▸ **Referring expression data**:
*****

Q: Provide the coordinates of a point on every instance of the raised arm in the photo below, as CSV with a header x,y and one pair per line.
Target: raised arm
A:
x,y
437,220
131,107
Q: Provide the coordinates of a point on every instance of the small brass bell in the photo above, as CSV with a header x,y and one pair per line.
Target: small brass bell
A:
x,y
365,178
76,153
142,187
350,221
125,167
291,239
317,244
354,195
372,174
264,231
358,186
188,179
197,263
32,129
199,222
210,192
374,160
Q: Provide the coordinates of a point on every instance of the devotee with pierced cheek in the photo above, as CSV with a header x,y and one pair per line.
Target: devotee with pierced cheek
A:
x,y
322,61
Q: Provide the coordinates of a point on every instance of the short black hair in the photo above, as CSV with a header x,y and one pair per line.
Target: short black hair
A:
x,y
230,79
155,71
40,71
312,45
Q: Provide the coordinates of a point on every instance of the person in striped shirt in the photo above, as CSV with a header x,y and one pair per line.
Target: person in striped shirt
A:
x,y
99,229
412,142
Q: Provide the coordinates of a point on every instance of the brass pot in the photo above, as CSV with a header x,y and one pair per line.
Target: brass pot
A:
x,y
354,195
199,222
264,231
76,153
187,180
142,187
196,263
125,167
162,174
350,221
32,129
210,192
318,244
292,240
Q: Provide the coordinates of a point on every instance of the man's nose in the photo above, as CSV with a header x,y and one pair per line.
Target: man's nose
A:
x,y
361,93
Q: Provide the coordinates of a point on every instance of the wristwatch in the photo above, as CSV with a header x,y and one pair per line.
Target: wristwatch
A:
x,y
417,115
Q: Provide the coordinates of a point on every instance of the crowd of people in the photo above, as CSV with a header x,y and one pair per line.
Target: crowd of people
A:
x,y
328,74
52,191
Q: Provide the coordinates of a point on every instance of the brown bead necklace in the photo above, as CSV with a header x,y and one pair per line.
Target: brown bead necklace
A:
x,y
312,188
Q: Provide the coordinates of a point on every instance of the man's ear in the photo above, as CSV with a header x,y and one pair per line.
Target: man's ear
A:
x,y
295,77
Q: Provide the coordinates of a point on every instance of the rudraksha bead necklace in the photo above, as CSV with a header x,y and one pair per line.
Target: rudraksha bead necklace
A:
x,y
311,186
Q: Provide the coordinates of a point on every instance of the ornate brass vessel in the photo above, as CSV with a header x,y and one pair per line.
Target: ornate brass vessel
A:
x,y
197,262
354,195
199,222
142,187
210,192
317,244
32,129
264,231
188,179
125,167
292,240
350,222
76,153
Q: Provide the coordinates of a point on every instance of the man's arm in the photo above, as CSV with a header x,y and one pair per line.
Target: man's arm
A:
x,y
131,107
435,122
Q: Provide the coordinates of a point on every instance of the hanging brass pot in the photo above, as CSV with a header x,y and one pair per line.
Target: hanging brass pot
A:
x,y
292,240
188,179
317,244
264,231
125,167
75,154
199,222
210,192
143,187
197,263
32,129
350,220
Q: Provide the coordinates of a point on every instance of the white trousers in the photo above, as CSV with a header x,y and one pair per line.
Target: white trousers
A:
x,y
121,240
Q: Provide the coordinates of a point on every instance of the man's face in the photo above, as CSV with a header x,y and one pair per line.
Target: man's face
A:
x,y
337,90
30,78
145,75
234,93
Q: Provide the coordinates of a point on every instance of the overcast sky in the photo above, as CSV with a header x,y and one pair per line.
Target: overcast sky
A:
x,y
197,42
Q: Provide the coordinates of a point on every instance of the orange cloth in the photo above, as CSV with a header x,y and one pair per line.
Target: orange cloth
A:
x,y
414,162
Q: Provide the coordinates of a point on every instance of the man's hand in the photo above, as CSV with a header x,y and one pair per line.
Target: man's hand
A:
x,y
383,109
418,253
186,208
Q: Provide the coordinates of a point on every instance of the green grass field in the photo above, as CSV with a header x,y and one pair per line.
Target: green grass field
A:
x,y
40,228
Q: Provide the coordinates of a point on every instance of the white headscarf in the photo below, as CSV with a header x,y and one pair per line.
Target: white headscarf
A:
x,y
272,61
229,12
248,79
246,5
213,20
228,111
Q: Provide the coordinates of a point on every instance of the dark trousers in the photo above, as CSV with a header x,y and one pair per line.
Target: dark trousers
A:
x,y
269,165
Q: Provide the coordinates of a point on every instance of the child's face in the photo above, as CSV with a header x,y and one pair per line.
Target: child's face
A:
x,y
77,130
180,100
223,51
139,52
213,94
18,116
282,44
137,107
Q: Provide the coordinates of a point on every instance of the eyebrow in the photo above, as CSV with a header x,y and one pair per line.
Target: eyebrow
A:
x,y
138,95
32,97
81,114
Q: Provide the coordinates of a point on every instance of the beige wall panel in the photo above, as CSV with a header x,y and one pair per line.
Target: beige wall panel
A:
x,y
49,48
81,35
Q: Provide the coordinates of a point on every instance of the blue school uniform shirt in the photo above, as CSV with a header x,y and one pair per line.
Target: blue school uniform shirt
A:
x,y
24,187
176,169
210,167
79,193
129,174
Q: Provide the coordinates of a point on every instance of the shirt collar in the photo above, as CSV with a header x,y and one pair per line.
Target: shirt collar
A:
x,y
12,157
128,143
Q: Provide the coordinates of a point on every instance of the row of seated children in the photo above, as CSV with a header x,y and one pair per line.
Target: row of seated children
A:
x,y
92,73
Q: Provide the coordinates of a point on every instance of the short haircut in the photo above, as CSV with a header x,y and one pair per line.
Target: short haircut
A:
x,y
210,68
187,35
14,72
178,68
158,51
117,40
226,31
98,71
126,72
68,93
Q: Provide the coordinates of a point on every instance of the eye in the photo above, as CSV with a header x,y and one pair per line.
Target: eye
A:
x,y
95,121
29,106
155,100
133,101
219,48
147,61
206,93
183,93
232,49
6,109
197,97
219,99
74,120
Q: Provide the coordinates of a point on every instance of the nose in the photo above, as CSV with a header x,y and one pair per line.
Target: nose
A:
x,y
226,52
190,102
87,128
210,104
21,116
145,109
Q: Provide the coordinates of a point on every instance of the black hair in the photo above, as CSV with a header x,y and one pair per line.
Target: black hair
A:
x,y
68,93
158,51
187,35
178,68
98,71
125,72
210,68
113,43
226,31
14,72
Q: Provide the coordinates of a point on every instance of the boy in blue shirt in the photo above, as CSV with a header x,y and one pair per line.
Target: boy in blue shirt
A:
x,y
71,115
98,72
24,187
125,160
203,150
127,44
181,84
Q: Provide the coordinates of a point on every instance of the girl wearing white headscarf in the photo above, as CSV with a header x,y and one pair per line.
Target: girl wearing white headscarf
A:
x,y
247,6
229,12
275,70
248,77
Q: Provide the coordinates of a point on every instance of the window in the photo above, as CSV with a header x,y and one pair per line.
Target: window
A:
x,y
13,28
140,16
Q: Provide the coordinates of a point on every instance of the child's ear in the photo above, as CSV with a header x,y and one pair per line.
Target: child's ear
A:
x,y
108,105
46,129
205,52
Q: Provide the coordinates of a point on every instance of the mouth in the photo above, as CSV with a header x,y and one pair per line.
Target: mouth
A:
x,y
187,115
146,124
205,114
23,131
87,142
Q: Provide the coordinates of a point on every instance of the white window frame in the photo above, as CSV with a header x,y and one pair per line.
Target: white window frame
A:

*****

▸ **Instructions for the task**: Find the word "wearing" in the entries and show each line where it is found.

▸ **Problem solution**:
Q: Provide the coordinates of a point on every instance of the girl wearing white headscarf in the photo above, as CSV with a header x,y and one pair per line.
Target: girl wearing white headscarf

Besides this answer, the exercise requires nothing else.